# start of Data shown

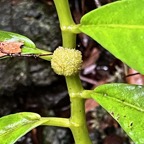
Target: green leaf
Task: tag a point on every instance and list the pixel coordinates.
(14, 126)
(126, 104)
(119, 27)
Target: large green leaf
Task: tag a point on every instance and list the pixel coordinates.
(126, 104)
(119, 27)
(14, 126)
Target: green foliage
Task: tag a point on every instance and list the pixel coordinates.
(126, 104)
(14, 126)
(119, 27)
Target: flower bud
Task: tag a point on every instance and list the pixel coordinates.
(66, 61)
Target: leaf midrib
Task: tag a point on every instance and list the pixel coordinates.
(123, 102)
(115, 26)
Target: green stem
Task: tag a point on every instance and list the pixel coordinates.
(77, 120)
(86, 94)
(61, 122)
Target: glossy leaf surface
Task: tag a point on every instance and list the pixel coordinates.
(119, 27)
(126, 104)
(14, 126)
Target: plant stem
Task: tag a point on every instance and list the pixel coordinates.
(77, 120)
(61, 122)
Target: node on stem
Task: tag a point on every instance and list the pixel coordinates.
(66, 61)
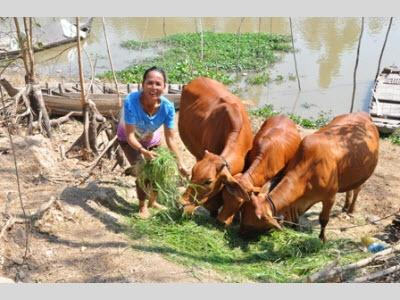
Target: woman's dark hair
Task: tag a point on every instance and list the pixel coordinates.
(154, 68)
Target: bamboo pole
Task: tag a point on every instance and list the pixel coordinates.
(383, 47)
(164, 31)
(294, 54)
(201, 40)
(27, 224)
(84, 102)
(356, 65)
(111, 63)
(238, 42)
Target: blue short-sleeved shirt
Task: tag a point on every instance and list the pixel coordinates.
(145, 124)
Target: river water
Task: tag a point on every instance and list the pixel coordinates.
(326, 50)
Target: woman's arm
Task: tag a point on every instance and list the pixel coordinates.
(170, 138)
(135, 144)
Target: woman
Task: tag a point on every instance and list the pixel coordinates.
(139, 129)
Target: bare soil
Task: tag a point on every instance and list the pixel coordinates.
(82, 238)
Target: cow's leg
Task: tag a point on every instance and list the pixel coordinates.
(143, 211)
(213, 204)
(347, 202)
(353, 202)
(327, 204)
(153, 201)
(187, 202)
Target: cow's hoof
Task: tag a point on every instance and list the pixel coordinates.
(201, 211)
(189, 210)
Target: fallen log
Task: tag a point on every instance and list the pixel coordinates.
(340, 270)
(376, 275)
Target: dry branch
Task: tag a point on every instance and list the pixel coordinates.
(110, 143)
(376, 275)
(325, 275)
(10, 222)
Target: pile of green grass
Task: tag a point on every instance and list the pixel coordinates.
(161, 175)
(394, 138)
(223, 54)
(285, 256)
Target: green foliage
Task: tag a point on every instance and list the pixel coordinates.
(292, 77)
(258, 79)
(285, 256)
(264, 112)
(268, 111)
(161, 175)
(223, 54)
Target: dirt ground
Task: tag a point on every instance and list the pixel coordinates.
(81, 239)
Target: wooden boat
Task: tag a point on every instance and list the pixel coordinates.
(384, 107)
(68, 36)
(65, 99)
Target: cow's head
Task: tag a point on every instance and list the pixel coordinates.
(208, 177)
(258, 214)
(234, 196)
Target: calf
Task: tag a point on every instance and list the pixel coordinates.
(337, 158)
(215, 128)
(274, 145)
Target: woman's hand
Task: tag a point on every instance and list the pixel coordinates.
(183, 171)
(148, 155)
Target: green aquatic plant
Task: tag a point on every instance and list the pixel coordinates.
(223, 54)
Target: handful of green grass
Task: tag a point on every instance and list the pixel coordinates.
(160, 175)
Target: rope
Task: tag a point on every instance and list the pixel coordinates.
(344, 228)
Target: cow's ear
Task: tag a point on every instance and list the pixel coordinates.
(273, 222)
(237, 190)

# end of Data shown
# start of Data shown

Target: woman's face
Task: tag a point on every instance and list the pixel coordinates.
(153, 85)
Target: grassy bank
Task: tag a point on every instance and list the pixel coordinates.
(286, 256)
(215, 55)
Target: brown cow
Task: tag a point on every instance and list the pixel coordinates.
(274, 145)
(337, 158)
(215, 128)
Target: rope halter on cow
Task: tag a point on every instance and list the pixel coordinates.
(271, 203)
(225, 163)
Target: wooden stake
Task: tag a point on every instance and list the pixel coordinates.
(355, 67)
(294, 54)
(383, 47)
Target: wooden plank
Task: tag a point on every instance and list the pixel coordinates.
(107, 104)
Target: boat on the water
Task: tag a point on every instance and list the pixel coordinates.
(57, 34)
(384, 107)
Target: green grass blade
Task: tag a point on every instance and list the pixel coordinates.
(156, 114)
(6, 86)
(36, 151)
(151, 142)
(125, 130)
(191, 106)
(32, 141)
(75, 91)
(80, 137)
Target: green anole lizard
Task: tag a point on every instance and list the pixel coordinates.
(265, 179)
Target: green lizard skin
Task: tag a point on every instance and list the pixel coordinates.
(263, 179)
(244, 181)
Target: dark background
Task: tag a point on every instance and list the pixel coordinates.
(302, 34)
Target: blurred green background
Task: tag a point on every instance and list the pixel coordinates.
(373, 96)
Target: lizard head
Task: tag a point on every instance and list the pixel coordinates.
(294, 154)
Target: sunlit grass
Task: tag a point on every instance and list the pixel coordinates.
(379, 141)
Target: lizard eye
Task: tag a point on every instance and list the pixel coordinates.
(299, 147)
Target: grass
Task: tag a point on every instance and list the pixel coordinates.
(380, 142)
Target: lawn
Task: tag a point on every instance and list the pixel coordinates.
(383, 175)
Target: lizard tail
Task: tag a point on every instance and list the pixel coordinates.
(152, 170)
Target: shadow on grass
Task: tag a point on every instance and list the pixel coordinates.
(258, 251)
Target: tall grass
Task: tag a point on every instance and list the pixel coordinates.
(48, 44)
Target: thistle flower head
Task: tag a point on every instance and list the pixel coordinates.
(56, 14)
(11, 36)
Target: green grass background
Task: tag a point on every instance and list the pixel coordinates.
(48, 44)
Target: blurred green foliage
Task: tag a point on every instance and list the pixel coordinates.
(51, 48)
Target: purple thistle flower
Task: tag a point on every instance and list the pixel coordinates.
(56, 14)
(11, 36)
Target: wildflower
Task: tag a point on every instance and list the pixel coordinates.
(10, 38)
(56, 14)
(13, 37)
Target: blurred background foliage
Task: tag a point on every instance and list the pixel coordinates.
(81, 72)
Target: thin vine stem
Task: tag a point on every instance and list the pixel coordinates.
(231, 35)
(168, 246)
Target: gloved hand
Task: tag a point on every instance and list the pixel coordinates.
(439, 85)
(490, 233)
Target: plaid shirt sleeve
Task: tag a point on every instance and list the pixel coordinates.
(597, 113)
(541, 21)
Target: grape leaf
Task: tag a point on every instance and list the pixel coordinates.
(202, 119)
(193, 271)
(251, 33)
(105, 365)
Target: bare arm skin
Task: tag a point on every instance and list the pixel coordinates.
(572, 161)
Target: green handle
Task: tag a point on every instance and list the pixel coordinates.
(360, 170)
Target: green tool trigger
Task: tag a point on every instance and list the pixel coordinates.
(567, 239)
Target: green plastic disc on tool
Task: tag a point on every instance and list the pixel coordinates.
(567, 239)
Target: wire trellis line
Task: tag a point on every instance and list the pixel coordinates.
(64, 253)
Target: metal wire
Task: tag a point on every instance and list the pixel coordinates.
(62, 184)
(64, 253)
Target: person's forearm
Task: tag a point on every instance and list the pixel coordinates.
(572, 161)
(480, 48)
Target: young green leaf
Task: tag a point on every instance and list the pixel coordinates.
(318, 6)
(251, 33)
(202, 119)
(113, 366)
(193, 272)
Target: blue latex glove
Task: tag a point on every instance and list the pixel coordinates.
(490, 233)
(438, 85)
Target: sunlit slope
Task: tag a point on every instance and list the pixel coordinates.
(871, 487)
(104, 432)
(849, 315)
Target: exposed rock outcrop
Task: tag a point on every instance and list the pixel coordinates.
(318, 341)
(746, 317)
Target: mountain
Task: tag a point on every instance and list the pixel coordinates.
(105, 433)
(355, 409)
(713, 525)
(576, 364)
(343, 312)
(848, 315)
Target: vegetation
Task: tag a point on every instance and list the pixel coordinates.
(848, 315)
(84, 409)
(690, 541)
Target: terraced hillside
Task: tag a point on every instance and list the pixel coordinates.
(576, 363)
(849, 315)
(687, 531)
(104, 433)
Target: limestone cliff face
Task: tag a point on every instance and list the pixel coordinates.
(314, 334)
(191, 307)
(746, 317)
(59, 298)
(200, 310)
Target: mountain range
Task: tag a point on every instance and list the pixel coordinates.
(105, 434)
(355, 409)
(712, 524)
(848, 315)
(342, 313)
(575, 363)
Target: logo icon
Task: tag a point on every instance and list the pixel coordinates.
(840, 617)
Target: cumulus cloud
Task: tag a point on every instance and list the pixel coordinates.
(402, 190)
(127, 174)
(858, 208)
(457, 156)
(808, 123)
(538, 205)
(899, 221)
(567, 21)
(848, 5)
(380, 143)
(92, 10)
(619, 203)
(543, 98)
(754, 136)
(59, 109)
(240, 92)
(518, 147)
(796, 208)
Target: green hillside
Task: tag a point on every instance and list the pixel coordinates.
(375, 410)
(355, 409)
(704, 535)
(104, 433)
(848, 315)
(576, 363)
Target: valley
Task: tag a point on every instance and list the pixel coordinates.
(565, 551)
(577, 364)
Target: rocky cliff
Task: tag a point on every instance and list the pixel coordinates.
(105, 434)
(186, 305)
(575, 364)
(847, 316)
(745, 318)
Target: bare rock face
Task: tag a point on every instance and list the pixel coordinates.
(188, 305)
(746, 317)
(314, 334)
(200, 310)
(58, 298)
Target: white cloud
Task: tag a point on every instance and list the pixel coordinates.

# end of Data shown
# start of Data shown

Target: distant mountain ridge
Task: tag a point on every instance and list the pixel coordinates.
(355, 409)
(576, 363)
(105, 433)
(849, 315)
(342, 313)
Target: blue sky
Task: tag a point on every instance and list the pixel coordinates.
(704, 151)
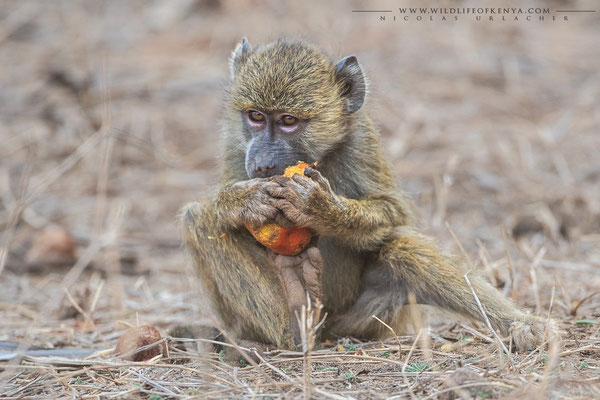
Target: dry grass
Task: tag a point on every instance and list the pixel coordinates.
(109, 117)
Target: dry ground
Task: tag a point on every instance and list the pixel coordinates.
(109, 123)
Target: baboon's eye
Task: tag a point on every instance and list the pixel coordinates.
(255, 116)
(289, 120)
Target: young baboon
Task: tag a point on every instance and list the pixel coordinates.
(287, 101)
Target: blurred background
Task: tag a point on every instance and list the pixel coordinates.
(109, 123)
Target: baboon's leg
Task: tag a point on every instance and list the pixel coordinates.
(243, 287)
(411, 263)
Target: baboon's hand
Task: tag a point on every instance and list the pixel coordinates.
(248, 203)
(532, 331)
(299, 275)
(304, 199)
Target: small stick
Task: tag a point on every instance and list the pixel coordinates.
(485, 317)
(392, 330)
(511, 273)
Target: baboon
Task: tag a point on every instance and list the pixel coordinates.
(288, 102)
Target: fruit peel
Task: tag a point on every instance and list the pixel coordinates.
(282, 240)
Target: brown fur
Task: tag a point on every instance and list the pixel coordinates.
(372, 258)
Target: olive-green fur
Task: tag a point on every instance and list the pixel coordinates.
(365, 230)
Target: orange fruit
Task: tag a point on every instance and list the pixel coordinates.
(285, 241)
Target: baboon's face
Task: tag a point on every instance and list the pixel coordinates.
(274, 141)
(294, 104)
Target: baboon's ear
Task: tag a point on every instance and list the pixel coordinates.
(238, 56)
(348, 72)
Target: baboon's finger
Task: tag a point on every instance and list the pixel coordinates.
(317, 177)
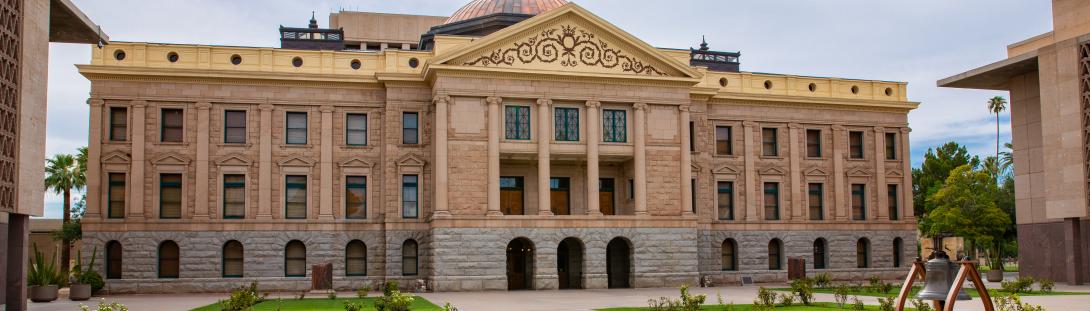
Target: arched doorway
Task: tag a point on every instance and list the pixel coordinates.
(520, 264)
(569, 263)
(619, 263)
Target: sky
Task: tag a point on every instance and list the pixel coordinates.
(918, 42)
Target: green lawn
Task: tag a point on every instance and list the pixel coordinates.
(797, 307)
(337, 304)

# end of Data shown

Exercise objective » Report every line in the listing above that contains the string "head".

Answer in full »
Target: cow's head
Target: lizard head
Target: thistle flower head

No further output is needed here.